§ **Selected extract**

Hit the road to discover Nova Scotian cider

Nova Scotia has quickly become a hotbed for new and exciting cider producers. Now, more than ever, cideries are opening their doors to the public and offering unique tasting experiences. You can visit many local cideries, taste their wares, and witness first hand how they make the fermented treat. It’s a blossoming opportunity for local cider lovers.

Visiting a cidery connects the finished cider to the land of its origin. The French refer to this concept. Terroir – the environmental elements that make each product unique: the apples, the orchard, the soil and the weather.

There are also human influences that make each cider unique; like the method of fermentation, ageing process, blending, additional flavourings, and the varieties of apples in the base cider.

Beyond the pursuit of cider knowledge and understanding the nuance of terroir, there’s the practical to consider. Visiting producers allows you to stock up on unique products that aren’t commonly available at your local NSLC – great for those looking to upgrade their cider cellar for summer.

With so many local cideries to visit, we put together a handy guide to a summer cider road trip that meanders from Halifax to the Annapolis Valley.

Chain Yard Urban Cidery

2606 Agricola Street, Halifax

Starting in Halifax, on the corner of North and Agricola, you’ll find Chain Yard Urban Cidery. Their bright, lively taproom serves flights (theirs is a cute tree-like sampler offering four different ciders), and you can grab a bite at Unchained Kitchen before hitting the road.

What to expect: Cans, growlers, swag, pints, flights, food, patio

Monday-Wednesday 11:30-11:00 PM
Thursday-Sunday 11:30-Close

The Gahan House

1869 Upper Water Street, Halifax

Next, pop down towards the harbour and visit the Gahan House. They have an excellent patio where you can sit and enjoy their Harbour Valley Cider. It’s a rare pint for those looking to try all that NS has to offer on the cider front.

§ **Directive 1**
Reproduce the records from the line holding "target: **man**" through the final line of the records, both included.
The records that follow are unrelated to the cider text.

§ **Source data**
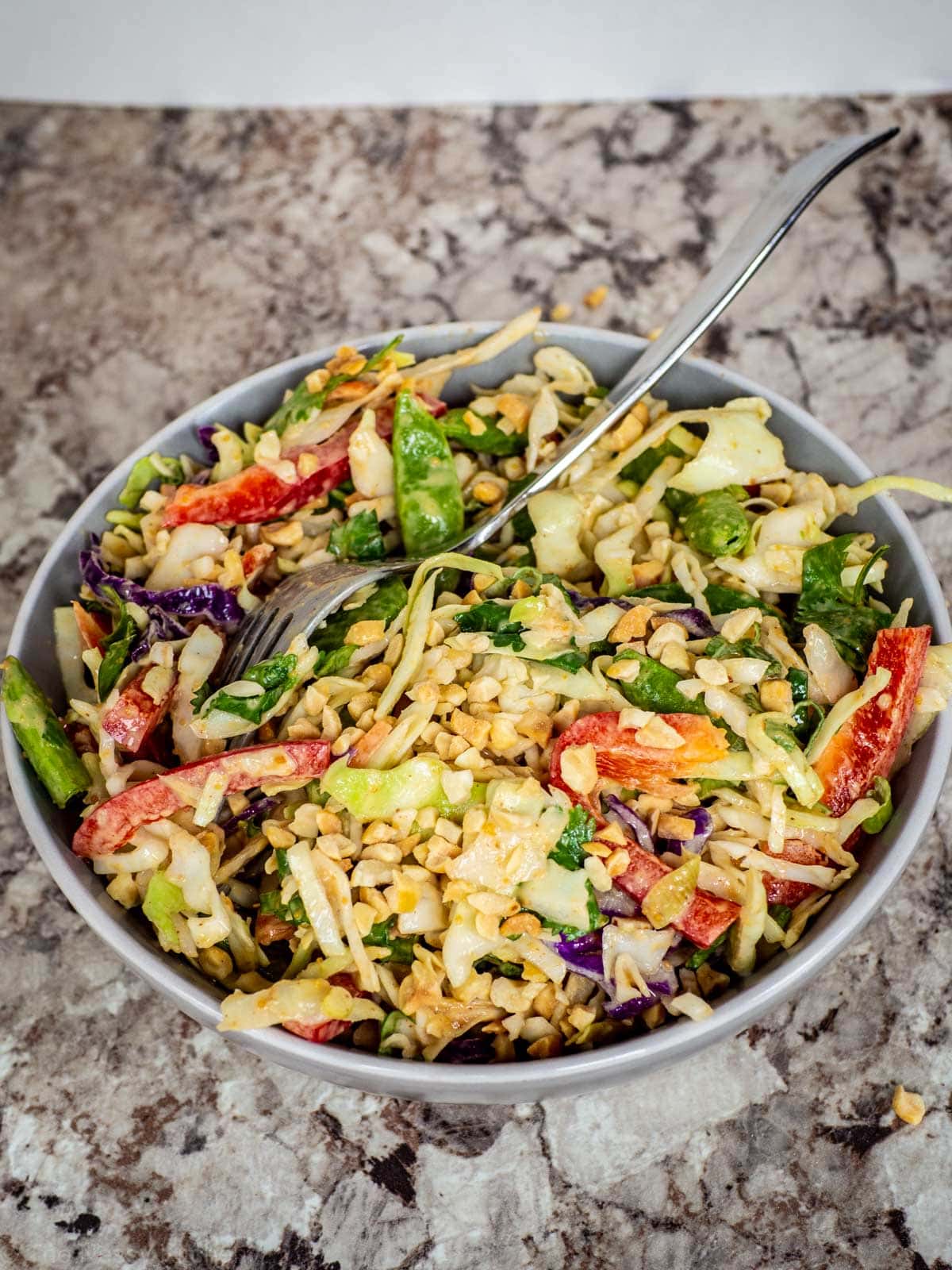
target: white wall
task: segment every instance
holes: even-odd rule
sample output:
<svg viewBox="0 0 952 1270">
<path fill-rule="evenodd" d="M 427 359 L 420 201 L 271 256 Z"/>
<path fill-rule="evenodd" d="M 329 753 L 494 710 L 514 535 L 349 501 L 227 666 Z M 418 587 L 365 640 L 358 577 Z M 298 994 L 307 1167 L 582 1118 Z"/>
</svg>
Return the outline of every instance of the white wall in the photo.
<svg viewBox="0 0 952 1270">
<path fill-rule="evenodd" d="M 0 0 L 0 97 L 527 102 L 952 88 L 952 0 Z"/>
</svg>

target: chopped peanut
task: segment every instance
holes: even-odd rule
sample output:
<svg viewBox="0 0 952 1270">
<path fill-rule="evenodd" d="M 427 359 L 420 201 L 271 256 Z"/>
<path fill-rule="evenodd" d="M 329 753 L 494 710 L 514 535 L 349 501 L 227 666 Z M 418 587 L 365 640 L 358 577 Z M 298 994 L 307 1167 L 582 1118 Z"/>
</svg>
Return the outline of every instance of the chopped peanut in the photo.
<svg viewBox="0 0 952 1270">
<path fill-rule="evenodd" d="M 534 740 L 537 745 L 547 745 L 552 735 L 552 720 L 541 710 L 527 710 L 522 718 L 515 720 L 515 730 Z"/>
<path fill-rule="evenodd" d="M 793 690 L 786 679 L 764 679 L 760 685 L 760 705 L 764 710 L 786 712 L 793 705 Z"/>
<path fill-rule="evenodd" d="M 687 815 L 673 815 L 670 812 L 665 812 L 658 818 L 658 833 L 663 838 L 689 842 L 697 834 L 697 826 Z"/>
<path fill-rule="evenodd" d="M 611 853 L 608 860 L 605 860 L 605 869 L 608 870 L 609 878 L 621 878 L 623 872 L 628 871 L 628 865 L 631 860 L 628 859 L 628 852 L 623 847 L 618 847 Z"/>
<path fill-rule="evenodd" d="M 472 497 L 486 507 L 491 503 L 499 503 L 504 494 L 505 489 L 501 483 L 495 480 L 477 480 L 472 486 Z"/>
<path fill-rule="evenodd" d="M 585 296 L 583 296 L 583 304 L 586 309 L 598 309 L 605 302 L 605 296 L 608 295 L 608 287 L 602 283 L 600 287 L 593 287 Z"/>
<path fill-rule="evenodd" d="M 380 620 L 354 622 L 345 639 L 348 644 L 357 644 L 358 648 L 373 644 L 378 639 L 383 639 L 383 622 Z"/>
<path fill-rule="evenodd" d="M 300 521 L 284 521 L 283 525 L 263 525 L 261 538 L 270 542 L 273 547 L 293 547 L 305 536 L 305 527 Z"/>
<path fill-rule="evenodd" d="M 529 422 L 529 414 L 532 413 L 529 403 L 524 396 L 519 396 L 518 392 L 500 392 L 496 398 L 496 409 L 506 419 L 510 419 L 519 432 Z"/>
<path fill-rule="evenodd" d="M 595 747 L 589 742 L 585 745 L 567 745 L 561 757 L 562 780 L 576 794 L 590 794 L 598 782 L 598 767 L 595 765 Z"/>
<path fill-rule="evenodd" d="M 906 1124 L 920 1124 L 925 1115 L 925 1102 L 919 1093 L 909 1093 L 901 1085 L 897 1085 L 896 1092 L 892 1095 L 892 1110 Z"/>
<path fill-rule="evenodd" d="M 482 747 L 489 740 L 490 724 L 486 719 L 473 719 L 472 715 L 466 715 L 462 710 L 454 710 L 449 716 L 449 726 L 457 734 L 462 737 L 475 749 L 482 749 Z"/>
<path fill-rule="evenodd" d="M 654 587 L 656 582 L 661 580 L 663 574 L 664 565 L 660 560 L 641 560 L 631 566 L 632 588 Z"/>
<path fill-rule="evenodd" d="M 514 917 L 506 917 L 503 925 L 499 927 L 499 933 L 505 935 L 539 935 L 542 931 L 542 922 L 534 913 L 515 913 Z"/>
<path fill-rule="evenodd" d="M 651 613 L 647 605 L 636 605 L 627 613 L 622 613 L 608 638 L 613 644 L 627 644 L 633 639 L 644 639 L 647 635 L 647 622 Z"/>
</svg>

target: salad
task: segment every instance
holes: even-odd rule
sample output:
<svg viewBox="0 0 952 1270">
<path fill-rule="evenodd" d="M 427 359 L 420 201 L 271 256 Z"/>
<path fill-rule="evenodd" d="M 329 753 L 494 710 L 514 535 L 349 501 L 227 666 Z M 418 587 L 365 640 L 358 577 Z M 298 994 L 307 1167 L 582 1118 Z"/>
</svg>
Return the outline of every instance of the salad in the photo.
<svg viewBox="0 0 952 1270">
<path fill-rule="evenodd" d="M 760 398 L 646 396 L 479 556 L 446 550 L 602 409 L 543 340 L 443 400 L 537 321 L 421 363 L 340 348 L 201 458 L 140 458 L 55 613 L 66 714 L 4 663 L 74 851 L 225 989 L 225 1030 L 481 1063 L 703 1019 L 862 866 L 947 705 L 952 646 L 836 518 L 952 491 L 796 471 Z M 404 554 L 406 584 L 216 677 L 282 578 Z"/>
</svg>

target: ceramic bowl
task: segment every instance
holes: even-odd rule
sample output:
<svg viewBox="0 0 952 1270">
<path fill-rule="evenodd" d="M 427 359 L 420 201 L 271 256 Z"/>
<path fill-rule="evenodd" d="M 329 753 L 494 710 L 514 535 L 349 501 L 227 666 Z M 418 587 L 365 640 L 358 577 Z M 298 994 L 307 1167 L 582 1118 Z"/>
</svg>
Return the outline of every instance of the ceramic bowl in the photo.
<svg viewBox="0 0 952 1270">
<path fill-rule="evenodd" d="M 495 323 L 419 326 L 405 333 L 404 348 L 423 359 L 481 339 L 495 326 Z M 371 335 L 355 343 L 363 351 L 372 351 L 392 334 Z M 541 334 L 570 348 L 592 367 L 599 384 L 608 385 L 621 378 L 644 348 L 644 340 L 633 337 L 580 326 L 543 325 Z M 495 362 L 457 373 L 449 381 L 447 398 L 453 401 L 456 395 L 458 399 L 467 382 L 499 384 L 517 370 L 528 370 L 533 347 L 532 340 L 526 339 Z M 116 505 L 132 460 L 156 448 L 166 453 L 199 453 L 195 428 L 203 423 L 240 425 L 245 419 L 267 418 L 286 389 L 333 353 L 333 348 L 317 349 L 272 366 L 185 411 L 124 457 L 71 517 L 37 570 L 10 640 L 10 652 L 25 662 L 57 705 L 63 702 L 53 652 L 52 611 L 75 596 L 77 552 L 90 531 L 102 530 L 103 516 Z M 736 396 L 764 396 L 773 408 L 770 427 L 783 439 L 791 466 L 819 471 L 830 481 L 852 484 L 869 476 L 866 465 L 806 411 L 722 366 L 702 359 L 684 361 L 665 376 L 655 394 L 675 409 L 721 405 Z M 838 522 L 839 532 L 852 527 L 848 518 Z M 910 621 L 930 622 L 935 640 L 952 640 L 938 580 L 899 507 L 889 497 L 867 502 L 861 509 L 859 527 L 872 530 L 877 541 L 890 544 L 887 598 L 897 603 L 911 596 Z M 217 987 L 185 961 L 162 952 L 145 921 L 116 904 L 105 894 L 103 879 L 72 855 L 70 839 L 75 813 L 57 812 L 50 803 L 23 759 L 6 719 L 3 720 L 3 747 L 27 831 L 76 912 L 136 974 L 192 1019 L 215 1027 L 221 999 Z M 713 1015 L 703 1022 L 678 1020 L 658 1031 L 590 1053 L 486 1067 L 378 1058 L 336 1045 L 315 1045 L 281 1027 L 228 1033 L 228 1043 L 339 1085 L 442 1102 L 534 1101 L 584 1092 L 669 1067 L 736 1035 L 788 997 L 805 991 L 814 975 L 857 936 L 896 885 L 925 829 L 942 787 L 951 747 L 952 712 L 942 715 L 915 747 L 911 762 L 895 782 L 896 813 L 887 828 L 863 848 L 857 876 L 834 897 L 791 952 L 781 952 L 718 999 Z"/>
</svg>

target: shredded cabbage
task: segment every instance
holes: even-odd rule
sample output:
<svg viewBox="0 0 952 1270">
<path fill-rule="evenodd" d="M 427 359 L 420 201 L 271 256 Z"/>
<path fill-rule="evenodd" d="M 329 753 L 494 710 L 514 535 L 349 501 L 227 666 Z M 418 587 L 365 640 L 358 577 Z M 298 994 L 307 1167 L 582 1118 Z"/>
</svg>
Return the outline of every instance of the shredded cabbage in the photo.
<svg viewBox="0 0 952 1270">
<path fill-rule="evenodd" d="M 767 431 L 770 408 L 763 398 L 735 398 L 710 410 L 682 410 L 678 423 L 708 427 L 696 458 L 671 478 L 687 494 L 706 494 L 725 485 L 755 485 L 787 472 L 783 443 Z"/>
<path fill-rule="evenodd" d="M 735 974 L 750 974 L 757 964 L 757 945 L 764 933 L 767 890 L 755 869 L 744 874 L 744 903 L 729 936 L 727 961 Z"/>
<path fill-rule="evenodd" d="M 867 674 L 863 682 L 854 692 L 847 692 L 842 696 L 836 705 L 830 710 L 824 721 L 820 724 L 817 730 L 807 747 L 807 758 L 811 763 L 815 763 L 820 754 L 826 749 L 829 743 L 840 730 L 840 728 L 862 709 L 867 701 L 872 701 L 873 697 L 878 696 L 883 688 L 889 687 L 889 682 L 892 678 L 890 671 L 885 665 L 881 665 L 872 674 Z"/>
<path fill-rule="evenodd" d="M 807 762 L 802 749 L 796 742 L 788 747 L 781 745 L 767 732 L 770 724 L 776 724 L 792 739 L 788 730 L 792 721 L 790 715 L 778 711 L 751 715 L 748 719 L 748 745 L 751 753 L 760 754 L 767 761 L 770 771 L 783 777 L 801 806 L 815 806 L 823 798 L 823 781 Z"/>
</svg>

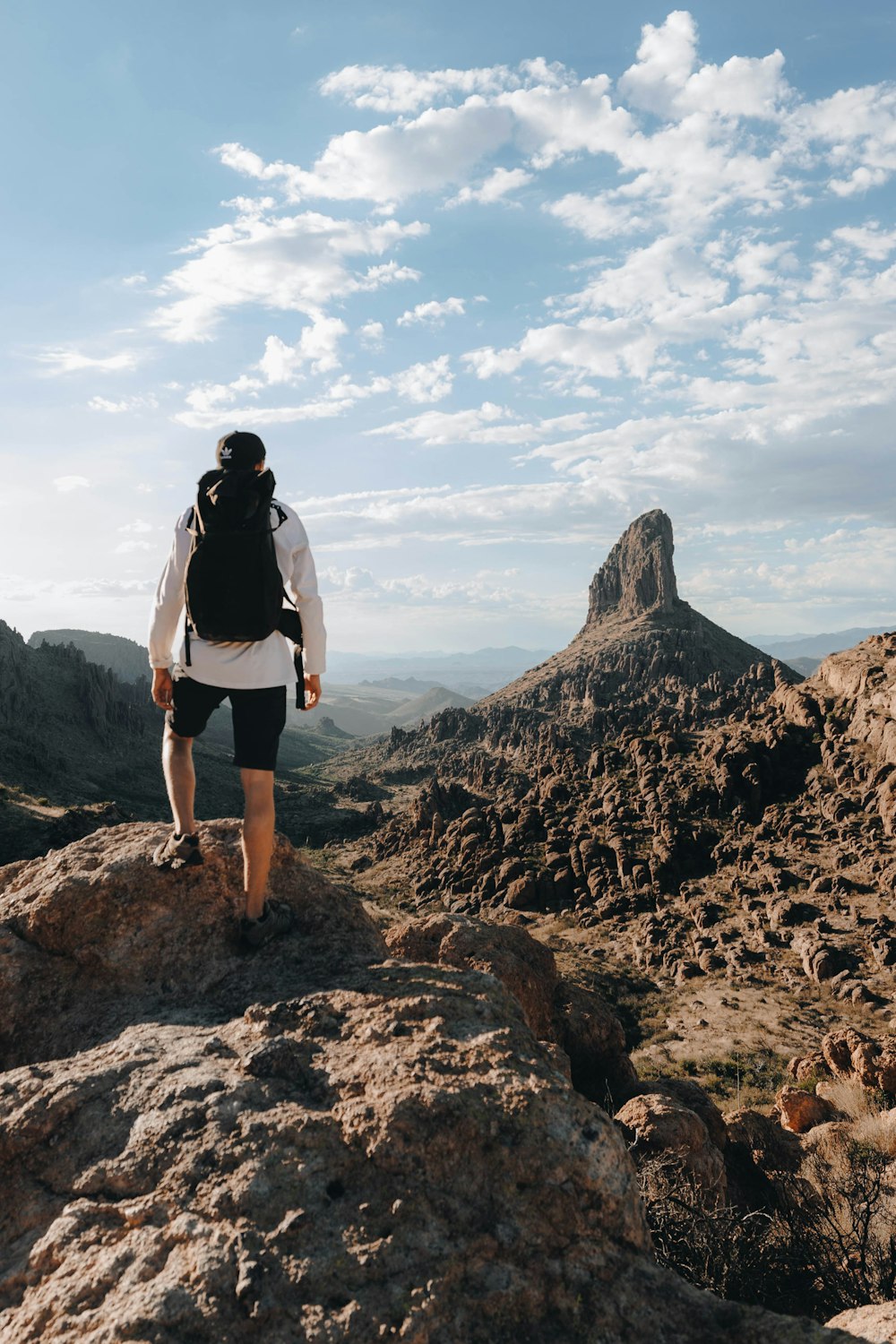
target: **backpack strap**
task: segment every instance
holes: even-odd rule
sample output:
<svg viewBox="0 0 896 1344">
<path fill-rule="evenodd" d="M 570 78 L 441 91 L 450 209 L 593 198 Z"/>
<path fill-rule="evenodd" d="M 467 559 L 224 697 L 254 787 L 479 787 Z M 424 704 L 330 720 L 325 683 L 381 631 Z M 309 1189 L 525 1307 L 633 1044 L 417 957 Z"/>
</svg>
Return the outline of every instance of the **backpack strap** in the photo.
<svg viewBox="0 0 896 1344">
<path fill-rule="evenodd" d="M 196 546 L 196 540 L 197 540 L 200 532 L 203 535 L 206 532 L 206 527 L 203 524 L 203 516 L 201 516 L 201 513 L 199 512 L 199 509 L 196 508 L 195 504 L 193 504 L 193 507 L 189 511 L 189 517 L 187 519 L 187 531 L 189 532 L 189 535 L 193 539 L 192 540 L 192 547 Z M 192 550 L 192 547 L 191 547 L 191 550 Z M 187 664 L 188 668 L 191 668 L 193 665 L 192 659 L 189 656 L 189 612 L 188 610 L 184 610 L 184 661 L 185 661 L 185 664 Z"/>
</svg>

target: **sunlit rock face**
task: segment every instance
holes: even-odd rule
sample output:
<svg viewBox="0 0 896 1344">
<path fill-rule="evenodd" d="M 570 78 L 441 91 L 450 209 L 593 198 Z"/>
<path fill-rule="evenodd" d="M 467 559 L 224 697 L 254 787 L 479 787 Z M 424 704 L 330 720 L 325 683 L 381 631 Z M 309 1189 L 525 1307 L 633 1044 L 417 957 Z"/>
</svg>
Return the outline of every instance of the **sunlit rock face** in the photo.
<svg viewBox="0 0 896 1344">
<path fill-rule="evenodd" d="M 586 625 L 611 610 L 623 617 L 672 612 L 678 599 L 673 551 L 668 513 L 654 508 L 637 517 L 591 581 Z"/>
</svg>

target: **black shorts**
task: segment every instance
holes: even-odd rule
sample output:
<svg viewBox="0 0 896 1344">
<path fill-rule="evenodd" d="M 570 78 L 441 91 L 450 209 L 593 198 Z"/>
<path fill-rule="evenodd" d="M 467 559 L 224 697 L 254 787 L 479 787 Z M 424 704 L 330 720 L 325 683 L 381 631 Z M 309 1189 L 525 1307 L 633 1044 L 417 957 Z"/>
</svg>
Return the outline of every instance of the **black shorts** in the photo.
<svg viewBox="0 0 896 1344">
<path fill-rule="evenodd" d="M 222 700 L 234 715 L 234 765 L 243 770 L 273 770 L 279 735 L 286 724 L 286 687 L 234 691 L 204 685 L 192 677 L 175 677 L 175 707 L 165 715 L 179 738 L 197 738 Z"/>
</svg>

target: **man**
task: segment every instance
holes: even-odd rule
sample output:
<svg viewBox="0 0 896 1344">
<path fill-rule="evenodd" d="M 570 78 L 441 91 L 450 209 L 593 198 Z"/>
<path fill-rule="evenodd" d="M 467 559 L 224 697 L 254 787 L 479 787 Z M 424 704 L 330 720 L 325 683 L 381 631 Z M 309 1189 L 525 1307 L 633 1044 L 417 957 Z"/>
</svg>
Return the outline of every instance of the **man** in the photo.
<svg viewBox="0 0 896 1344">
<path fill-rule="evenodd" d="M 263 512 L 258 516 L 263 520 L 263 544 L 270 552 L 270 524 L 277 570 L 302 622 L 304 707 L 312 710 L 321 696 L 326 632 L 308 535 L 297 513 L 273 499 L 274 480 L 265 468 L 265 445 L 258 434 L 243 430 L 226 434 L 218 444 L 216 460 L 219 472 L 203 476 L 197 505 L 204 503 L 204 496 L 214 499 L 215 491 L 220 495 L 230 491 L 231 496 L 242 491 L 244 495 L 246 482 L 249 487 L 258 484 L 258 493 L 251 497 L 262 500 L 259 508 Z M 270 500 L 266 509 L 265 500 Z M 193 738 L 203 731 L 212 711 L 228 698 L 234 719 L 234 765 L 239 766 L 246 797 L 242 829 L 246 909 L 239 934 L 246 946 L 259 948 L 287 933 L 293 919 L 289 906 L 266 899 L 266 890 L 274 848 L 277 746 L 286 723 L 286 688 L 296 685 L 297 672 L 290 645 L 278 629 L 265 638 L 220 642 L 201 638 L 196 629 L 185 624 L 172 676 L 172 645 L 187 601 L 188 562 L 191 603 L 196 601 L 192 587 L 196 555 L 191 559 L 191 551 L 195 535 L 206 531 L 201 512 L 199 507 L 189 508 L 177 520 L 149 626 L 152 698 L 160 710 L 167 711 L 163 767 L 175 818 L 175 832 L 159 845 L 153 862 L 161 868 L 203 862 L 193 816 Z M 275 586 L 277 582 L 274 571 Z"/>
</svg>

§ **Directive 2**
Say whether each statement agrees with the cider road-trip text, answering yes or no and quoting the deciding words: (a) Chain Yard Urban Cidery's flight offers four different ciders. (b) The Gahan House is on Agricola Street. (c) The suggested route goes from Halifax to the Annapolis Valley.

§ **Complete output 1**
target: **man**
task: segment every instance
holes: even-odd rule
sample output:
<svg viewBox="0 0 896 1344">
<path fill-rule="evenodd" d="M 570 78 L 441 91 L 450 209 L 593 198 Z"/>
<path fill-rule="evenodd" d="M 467 559 L 224 697 L 254 787 L 479 787 Z M 424 704 L 330 720 L 325 683 L 381 631 Z M 309 1189 L 525 1307 L 633 1044 L 417 957 Z"/>
</svg>
Return the outline of every instance of the **man** in the photo.
<svg viewBox="0 0 896 1344">
<path fill-rule="evenodd" d="M 263 512 L 258 516 L 263 520 L 263 544 L 270 552 L 270 524 L 277 570 L 302 622 L 304 707 L 312 710 L 321 696 L 326 632 L 308 535 L 297 513 L 273 499 L 274 480 L 265 468 L 265 445 L 258 434 L 243 430 L 226 434 L 218 444 L 216 460 L 219 472 L 203 476 L 197 505 L 204 503 L 204 496 L 214 499 L 215 491 L 220 495 L 230 491 L 231 496 L 242 491 L 244 495 L 246 482 L 249 487 L 258 484 L 258 493 L 251 497 L 262 500 L 259 508 Z M 270 500 L 266 509 L 265 500 Z M 193 738 L 203 731 L 212 711 L 228 698 L 234 719 L 234 765 L 239 766 L 246 797 L 242 829 L 246 909 L 239 934 L 246 946 L 259 948 L 287 933 L 293 919 L 289 906 L 266 899 L 266 890 L 274 848 L 277 746 L 286 723 L 286 688 L 296 685 L 297 672 L 290 645 L 278 629 L 265 638 L 220 642 L 201 638 L 196 629 L 185 624 L 172 676 L 172 645 L 187 601 L 188 562 L 191 603 L 196 601 L 192 587 L 196 555 L 191 559 L 191 551 L 195 535 L 206 531 L 201 512 L 199 507 L 189 508 L 177 520 L 149 626 L 152 698 L 160 710 L 167 711 L 163 767 L 175 818 L 175 832 L 159 845 L 153 862 L 161 868 L 203 862 L 193 816 Z M 275 586 L 277 582 L 274 571 Z"/>
</svg>

§ **Complete output 2**
(a) Yes: "a cute tree-like sampler offering four different ciders"
(b) No: "1869 Upper Water Street, Halifax"
(c) Yes: "meanders from Halifax to the Annapolis Valley"